Deputy Prime Minister of Greece
- In office 26 August 1971 – 28 September 1973 Serving with Stylianos Pattakos
- Prime Minister: Georgios Papadopoulos
- Preceded by: Stylianos Pattakos
- Succeeded by: Stylianos Pattakos

Minister of Coordination of Greece
- In office 21 April 1967 – 25 August 1971
- Prime Minister: Konstantinos Kollias (Apr–Dec 1967); Georgios Papadopoulos (1967–1971);
- Preceded by: Panagiotis Pipinelis
- Succeeded by: Athanasios Kapsalis (as Minister of Coordination and Planning)

Personal details
- Born: 1919 Gravia, Greece
- Died: 3 August 2009 (aged 89–90) Athens, Greece
- Resting place: Papagou Cemetery
- Party: Independent
- Spouse: Harikleia Matthaiou
- Children: 2
- Education: Hellenic Military Academy; Athens University of Economics and Business; Panteion University; University of Piraeus;
- Occupation: Military officer; politician; writer;
- Civilian awards: Order of Isabella the Catholic (1972)

Military service
- Allegiance: Greece
- Branch/service: Hellenic Army Artillery; ;
- Years of service: 1937–1967
- Rank: Brigadier
- Battles/wars: World War II Greco-Italian War; Greek resistance; ; Dekemvriana; Greek Civil War; 1967 Greek coup d'état;
- Military awards: Cross of Valour; War Cross; Medal for Outstanding Acts; Medal of Military Merit;
- Criminal status: Deceased
- Criminal charge: Treason; Mutiny;

= Nikolaos Makarezos =

Greek politician and military officer (1919–2009)

Nikolaos Makarezos (Νικόλαος Μακαρέζος; 1919 – 3 August 2009) was an officer of the Hellenic Army who was one of the principal leaders of the 1967 Greek coup d'état, along with Colonel Georgios Papadopoulos, and Brigadier Stylianos Pattakos. Together they overthrew Prime Minister Panagiotis Kanellopoulos and established a military dictatorship that ruled Greece from 1967 until 1973. He served as Deputy Prime Minister (1971–1973) and Minister of Coordination (1967–1971).

--

- WORK TO COMPLETE -
List every military award named in the text on Nikolaos Makarezos.

Items listed in a dataset
--

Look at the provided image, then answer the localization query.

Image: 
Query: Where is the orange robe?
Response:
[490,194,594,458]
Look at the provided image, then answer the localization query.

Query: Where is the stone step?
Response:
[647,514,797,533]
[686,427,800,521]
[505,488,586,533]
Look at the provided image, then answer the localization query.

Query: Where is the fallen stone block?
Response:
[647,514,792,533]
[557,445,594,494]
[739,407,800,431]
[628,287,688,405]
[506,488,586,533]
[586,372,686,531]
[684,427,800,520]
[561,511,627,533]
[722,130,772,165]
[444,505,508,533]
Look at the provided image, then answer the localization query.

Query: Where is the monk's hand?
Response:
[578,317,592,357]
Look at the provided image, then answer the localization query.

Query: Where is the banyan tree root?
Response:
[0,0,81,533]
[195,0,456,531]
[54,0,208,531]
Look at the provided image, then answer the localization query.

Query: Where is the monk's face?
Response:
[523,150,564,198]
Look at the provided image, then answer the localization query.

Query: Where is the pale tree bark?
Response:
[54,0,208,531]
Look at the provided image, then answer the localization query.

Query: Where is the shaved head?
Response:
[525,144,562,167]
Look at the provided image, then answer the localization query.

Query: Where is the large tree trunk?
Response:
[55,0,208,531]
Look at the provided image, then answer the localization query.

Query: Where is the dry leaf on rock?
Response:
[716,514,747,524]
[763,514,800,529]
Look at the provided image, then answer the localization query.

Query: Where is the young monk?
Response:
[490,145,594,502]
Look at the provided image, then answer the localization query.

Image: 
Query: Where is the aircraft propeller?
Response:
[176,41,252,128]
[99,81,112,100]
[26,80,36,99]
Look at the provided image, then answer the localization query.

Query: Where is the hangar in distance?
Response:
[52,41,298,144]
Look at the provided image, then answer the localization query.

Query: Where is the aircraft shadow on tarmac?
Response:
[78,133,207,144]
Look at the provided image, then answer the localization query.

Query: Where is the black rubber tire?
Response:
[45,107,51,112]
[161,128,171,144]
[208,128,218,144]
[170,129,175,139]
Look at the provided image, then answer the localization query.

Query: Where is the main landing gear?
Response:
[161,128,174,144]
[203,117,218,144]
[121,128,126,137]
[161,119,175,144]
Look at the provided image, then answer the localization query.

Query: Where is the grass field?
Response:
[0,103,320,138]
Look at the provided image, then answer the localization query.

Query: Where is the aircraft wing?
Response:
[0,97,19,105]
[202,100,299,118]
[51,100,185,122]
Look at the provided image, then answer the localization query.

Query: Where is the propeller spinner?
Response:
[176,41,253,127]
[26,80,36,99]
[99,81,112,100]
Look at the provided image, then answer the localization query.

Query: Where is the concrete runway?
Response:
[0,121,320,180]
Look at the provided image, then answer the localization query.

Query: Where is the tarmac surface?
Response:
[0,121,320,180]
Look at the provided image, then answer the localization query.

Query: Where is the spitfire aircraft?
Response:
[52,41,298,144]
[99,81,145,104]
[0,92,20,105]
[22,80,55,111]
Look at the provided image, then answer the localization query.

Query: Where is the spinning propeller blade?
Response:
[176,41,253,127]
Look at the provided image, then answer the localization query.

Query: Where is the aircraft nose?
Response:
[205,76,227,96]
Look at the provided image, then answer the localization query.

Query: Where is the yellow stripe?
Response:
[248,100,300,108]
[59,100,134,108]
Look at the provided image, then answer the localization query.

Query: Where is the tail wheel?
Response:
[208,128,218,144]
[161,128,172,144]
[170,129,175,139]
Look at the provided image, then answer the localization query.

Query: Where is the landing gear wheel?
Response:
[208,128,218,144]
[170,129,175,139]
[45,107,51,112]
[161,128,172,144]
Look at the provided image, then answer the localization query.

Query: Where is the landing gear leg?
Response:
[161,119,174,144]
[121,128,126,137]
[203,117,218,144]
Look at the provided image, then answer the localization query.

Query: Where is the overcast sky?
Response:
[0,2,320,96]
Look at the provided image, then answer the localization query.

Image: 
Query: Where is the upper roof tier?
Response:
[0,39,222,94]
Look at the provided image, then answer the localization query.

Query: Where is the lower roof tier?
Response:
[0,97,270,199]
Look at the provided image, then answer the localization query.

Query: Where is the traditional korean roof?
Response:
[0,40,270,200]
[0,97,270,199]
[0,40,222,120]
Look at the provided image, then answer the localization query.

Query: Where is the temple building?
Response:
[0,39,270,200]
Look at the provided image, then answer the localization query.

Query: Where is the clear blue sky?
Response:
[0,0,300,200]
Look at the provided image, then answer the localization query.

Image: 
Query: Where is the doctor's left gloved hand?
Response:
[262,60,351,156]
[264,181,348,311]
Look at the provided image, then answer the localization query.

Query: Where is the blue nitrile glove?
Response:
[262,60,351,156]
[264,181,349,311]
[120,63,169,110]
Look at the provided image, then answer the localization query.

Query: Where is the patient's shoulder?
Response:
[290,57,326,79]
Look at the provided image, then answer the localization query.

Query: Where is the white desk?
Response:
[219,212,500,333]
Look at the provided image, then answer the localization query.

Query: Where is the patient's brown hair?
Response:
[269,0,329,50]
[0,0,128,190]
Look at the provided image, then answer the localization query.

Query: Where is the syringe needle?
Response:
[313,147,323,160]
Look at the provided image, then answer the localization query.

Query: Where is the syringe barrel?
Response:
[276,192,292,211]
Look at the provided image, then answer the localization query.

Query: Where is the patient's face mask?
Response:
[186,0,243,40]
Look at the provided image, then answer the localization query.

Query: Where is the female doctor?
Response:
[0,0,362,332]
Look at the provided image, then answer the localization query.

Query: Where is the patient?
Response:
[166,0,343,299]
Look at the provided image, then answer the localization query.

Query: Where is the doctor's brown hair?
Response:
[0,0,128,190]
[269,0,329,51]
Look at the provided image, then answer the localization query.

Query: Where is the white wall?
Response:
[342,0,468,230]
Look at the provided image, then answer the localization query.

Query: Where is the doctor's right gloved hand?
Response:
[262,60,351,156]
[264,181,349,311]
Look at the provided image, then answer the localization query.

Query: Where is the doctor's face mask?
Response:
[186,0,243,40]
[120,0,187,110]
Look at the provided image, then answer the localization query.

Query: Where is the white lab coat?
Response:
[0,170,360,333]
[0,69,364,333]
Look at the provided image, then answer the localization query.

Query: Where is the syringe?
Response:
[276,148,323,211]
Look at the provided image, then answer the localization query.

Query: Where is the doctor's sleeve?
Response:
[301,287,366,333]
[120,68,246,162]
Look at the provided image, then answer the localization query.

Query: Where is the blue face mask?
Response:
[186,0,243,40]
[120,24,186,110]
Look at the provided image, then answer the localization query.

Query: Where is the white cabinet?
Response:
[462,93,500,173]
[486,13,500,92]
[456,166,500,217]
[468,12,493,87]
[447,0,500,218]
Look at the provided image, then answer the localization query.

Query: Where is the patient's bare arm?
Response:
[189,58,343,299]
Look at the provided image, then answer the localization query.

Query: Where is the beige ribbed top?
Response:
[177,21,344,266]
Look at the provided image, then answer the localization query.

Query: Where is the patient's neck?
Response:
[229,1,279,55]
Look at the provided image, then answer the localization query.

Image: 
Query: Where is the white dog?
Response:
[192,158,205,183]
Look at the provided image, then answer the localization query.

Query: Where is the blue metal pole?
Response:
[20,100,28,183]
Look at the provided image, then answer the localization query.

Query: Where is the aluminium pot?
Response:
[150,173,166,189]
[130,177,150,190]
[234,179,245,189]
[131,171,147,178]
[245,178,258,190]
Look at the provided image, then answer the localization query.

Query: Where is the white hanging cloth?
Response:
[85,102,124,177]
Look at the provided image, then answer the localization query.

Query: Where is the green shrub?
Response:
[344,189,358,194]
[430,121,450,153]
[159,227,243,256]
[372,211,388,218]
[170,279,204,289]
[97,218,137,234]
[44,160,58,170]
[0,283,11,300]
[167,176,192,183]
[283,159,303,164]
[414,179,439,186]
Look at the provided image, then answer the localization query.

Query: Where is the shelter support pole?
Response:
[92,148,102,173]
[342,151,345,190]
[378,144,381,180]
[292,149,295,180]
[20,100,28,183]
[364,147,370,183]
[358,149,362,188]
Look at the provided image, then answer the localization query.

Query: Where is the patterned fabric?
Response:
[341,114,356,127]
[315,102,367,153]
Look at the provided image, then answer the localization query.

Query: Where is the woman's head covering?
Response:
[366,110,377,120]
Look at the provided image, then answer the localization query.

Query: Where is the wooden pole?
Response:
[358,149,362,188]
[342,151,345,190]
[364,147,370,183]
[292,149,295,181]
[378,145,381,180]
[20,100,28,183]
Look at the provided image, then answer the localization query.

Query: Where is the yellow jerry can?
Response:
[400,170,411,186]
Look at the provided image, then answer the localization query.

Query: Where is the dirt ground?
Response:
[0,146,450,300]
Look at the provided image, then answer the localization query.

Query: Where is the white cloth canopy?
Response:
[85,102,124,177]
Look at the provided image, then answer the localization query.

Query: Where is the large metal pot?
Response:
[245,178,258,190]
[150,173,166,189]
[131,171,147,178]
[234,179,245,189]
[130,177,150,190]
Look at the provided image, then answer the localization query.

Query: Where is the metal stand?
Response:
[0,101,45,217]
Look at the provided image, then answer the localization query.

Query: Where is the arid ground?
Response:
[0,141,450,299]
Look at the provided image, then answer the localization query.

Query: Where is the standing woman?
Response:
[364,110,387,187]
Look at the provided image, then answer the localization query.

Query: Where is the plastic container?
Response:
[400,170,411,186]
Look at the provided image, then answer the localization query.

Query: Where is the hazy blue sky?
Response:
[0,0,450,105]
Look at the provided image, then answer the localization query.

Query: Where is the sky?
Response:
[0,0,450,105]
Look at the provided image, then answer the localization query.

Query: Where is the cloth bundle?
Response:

--

- WRITTEN SOLUTION -
Cross of Valour; War Cross; Medal for Outstanding Acts; Medal of Military Merit